> **The task**
Only the lines from the one containing "point: paved ground, one" through the end of the material are to be echoed, each exactly as it appears.

> **Source data**

====

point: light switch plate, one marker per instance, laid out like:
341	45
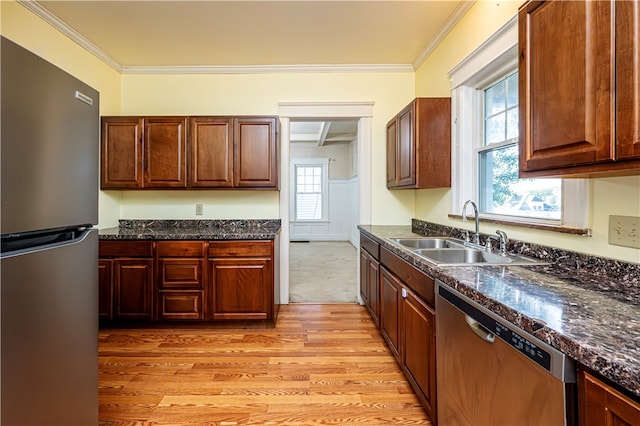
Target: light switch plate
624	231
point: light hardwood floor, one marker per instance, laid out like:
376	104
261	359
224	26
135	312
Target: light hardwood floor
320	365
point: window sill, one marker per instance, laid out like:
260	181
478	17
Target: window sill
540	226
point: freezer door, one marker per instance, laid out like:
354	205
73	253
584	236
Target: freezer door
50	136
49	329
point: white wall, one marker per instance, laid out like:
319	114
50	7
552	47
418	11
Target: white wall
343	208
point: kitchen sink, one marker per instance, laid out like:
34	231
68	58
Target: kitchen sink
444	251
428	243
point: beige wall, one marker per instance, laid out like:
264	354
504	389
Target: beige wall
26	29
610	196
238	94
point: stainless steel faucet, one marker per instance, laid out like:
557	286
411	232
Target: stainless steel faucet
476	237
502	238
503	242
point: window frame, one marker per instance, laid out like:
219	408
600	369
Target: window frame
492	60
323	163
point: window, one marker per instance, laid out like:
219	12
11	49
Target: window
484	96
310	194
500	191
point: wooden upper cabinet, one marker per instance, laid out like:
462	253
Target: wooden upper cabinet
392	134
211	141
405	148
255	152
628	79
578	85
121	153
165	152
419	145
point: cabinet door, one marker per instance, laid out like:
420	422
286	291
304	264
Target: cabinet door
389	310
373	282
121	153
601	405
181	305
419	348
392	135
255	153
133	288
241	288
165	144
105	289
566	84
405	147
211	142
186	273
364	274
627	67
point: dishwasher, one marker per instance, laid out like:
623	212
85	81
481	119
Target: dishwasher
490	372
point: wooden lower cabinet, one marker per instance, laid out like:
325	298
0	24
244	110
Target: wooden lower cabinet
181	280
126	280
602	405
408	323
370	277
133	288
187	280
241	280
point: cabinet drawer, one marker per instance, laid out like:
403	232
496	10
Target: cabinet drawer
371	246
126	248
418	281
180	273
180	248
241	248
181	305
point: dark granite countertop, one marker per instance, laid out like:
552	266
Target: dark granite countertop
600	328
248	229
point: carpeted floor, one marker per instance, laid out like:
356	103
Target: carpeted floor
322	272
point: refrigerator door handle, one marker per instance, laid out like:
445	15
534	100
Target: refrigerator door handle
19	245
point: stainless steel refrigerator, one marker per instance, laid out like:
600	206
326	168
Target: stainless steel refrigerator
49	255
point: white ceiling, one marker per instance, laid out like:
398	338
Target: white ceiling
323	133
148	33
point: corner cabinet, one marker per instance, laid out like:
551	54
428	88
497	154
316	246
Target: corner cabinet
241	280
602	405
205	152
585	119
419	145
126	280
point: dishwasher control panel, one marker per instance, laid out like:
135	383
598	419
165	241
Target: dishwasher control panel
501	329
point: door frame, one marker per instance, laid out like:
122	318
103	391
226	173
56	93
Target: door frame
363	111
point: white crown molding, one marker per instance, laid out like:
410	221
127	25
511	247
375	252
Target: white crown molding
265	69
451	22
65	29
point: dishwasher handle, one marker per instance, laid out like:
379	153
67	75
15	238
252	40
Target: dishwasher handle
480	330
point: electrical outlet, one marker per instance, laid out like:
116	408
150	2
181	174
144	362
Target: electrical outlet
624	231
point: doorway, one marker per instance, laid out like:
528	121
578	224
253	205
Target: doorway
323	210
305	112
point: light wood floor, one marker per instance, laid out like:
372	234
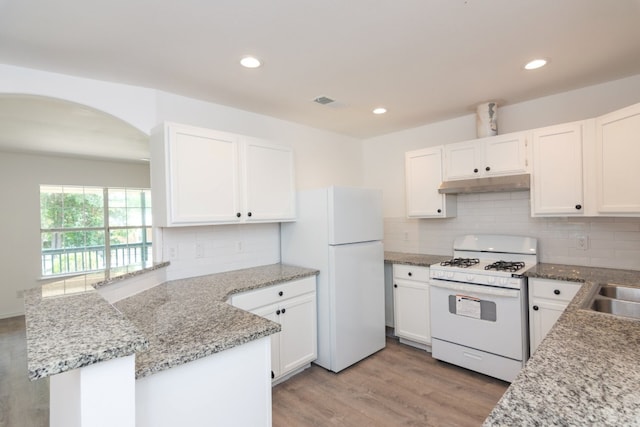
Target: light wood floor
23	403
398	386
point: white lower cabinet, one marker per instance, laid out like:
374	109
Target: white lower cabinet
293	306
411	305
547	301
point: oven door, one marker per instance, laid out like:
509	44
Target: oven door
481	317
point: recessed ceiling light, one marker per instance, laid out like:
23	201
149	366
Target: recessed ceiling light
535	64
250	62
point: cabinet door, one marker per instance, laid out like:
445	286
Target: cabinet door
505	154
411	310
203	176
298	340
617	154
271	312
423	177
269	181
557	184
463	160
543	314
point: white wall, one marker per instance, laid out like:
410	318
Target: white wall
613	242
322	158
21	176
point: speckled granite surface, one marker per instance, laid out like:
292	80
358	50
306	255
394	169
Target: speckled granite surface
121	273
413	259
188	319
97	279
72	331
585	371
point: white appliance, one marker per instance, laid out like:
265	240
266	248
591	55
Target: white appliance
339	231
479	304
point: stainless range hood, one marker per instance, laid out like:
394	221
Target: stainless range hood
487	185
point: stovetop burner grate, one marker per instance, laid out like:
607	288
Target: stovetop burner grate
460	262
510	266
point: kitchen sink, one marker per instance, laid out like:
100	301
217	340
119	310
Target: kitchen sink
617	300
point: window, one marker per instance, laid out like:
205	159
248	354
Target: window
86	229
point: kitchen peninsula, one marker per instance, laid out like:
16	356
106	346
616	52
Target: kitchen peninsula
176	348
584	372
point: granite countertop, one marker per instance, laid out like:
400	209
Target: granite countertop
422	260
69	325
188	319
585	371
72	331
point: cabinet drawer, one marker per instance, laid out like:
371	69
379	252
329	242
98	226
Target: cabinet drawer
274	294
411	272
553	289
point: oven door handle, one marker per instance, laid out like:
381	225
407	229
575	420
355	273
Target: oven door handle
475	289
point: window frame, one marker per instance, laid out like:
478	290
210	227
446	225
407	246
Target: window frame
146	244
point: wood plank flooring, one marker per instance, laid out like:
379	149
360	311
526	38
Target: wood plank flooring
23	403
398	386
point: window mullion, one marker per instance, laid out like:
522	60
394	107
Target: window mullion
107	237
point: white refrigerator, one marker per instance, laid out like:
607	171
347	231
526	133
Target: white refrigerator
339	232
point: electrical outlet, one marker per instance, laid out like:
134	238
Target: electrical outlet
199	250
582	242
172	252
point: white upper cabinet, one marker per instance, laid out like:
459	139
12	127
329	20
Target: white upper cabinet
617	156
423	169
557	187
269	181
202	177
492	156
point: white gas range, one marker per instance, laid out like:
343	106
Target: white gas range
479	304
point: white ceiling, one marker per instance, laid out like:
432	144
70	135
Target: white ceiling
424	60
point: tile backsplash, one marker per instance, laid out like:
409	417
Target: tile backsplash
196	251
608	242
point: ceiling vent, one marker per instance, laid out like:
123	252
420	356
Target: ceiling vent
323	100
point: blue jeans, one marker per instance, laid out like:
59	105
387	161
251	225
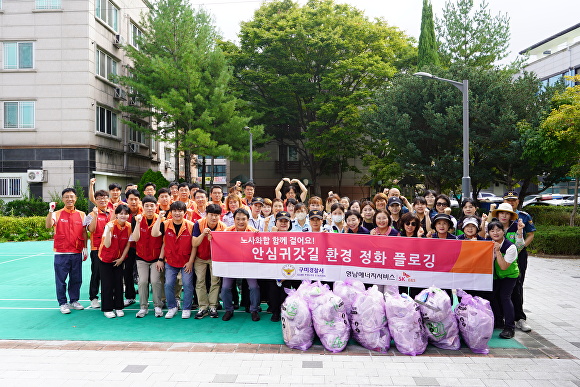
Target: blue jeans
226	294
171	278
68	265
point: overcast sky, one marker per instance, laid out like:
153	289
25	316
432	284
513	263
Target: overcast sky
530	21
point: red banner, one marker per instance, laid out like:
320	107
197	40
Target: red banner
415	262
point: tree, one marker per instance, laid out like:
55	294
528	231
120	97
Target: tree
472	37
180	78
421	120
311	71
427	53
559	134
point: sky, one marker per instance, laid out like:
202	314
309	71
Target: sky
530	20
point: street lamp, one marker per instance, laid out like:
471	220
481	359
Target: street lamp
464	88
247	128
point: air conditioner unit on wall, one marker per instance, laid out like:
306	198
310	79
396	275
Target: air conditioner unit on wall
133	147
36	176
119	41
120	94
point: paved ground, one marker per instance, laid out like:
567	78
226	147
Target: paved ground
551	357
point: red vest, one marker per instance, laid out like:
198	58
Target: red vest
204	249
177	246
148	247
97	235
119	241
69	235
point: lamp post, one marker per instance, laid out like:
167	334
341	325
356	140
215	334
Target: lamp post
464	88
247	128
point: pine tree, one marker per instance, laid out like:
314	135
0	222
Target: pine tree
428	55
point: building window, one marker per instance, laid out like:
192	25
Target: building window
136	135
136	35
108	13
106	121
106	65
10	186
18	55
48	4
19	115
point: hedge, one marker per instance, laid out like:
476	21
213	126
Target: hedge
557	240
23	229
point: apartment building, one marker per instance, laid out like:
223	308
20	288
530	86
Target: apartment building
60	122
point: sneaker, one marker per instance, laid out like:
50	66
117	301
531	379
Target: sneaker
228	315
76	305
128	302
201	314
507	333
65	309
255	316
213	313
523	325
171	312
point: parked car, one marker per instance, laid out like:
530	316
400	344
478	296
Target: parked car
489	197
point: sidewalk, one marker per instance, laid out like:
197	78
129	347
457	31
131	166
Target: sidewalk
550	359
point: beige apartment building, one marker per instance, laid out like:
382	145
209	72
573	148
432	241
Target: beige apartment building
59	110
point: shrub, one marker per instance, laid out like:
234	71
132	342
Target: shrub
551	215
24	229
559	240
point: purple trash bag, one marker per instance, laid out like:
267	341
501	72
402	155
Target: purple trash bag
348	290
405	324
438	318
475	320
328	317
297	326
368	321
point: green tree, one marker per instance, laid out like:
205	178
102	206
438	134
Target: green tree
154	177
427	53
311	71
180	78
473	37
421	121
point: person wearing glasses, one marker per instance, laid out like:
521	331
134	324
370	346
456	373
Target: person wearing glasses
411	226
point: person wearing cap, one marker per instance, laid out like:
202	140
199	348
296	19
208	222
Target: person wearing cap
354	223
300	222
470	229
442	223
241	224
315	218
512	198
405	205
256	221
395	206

====

> **Complete answer**
point: paved ground, one marker per instance, laid out like:
567	78
226	147
Target: paved ground
551	357
point: red vest, one marker per instance, laid out like:
198	58
Target: red vest
204	249
177	246
148	247
97	235
119	241
69	235
point: lamp post, one marker per instance, laid out like:
167	334
341	325
356	140
215	334
Target: lamp post
464	88
247	128
point: pine tree, one marker per instance, laid out like:
314	135
0	222
Target: pine tree
428	55
point: building window, one marker per instance, laid out like:
192	25
Target: building window
136	135
136	35
108	13
106	121
106	65
10	186
18	55
48	4
19	115
point: hedge, one marker per instance, laid out like:
476	21
213	126
Target: hedge
557	240
23	229
point: apartment building, one marker per instance, laid out like:
223	308
20	288
530	86
Target: apartment building
60	122
point: sneaker, one marker per instance, laid out like:
50	66
117	301
531	379
Target: sneaker
228	315
76	305
128	302
201	314
507	333
65	309
255	316
213	313
523	325
171	312
point: parked car, one marker per instance, laid out like:
530	316
400	344
478	296
Target: parked car
489	197
point: sidewalk, one marker per instance, laid out like:
197	78
129	347
457	31
131	166
Target: sidewalk
550	359
point: beige apartment building, one marker per instance, laid out like:
382	145
209	72
573	148
432	241
Target: beige apartment building
59	110
point: shrub, one marker per instance, laid out like:
234	71
132	342
Target: shrub
551	215
24	229
559	240
point: purple trash bag, one marker per instance, laid out like:
267	341
501	72
402	155
Target: purple trash bag
348	290
405	324
438	318
475	320
328	317
297	326
368	321
point: green tree, one marker per instance, laid out like:
205	178
102	206
438	134
Target: green tree
154	177
427	53
311	71
180	78
473	37
421	121
point: person wearing glasses, one marker per instance, laid out like:
521	331
134	324
370	346
456	373
Target: person wearing glasses
411	226
point: person wearing cap, one marker per instance, laid out like:
202	140
199	348
296	19
208	222
Target: person wearing cap
354	223
300	222
470	229
442	223
241	224
315	218
512	198
405	205
256	221
395	206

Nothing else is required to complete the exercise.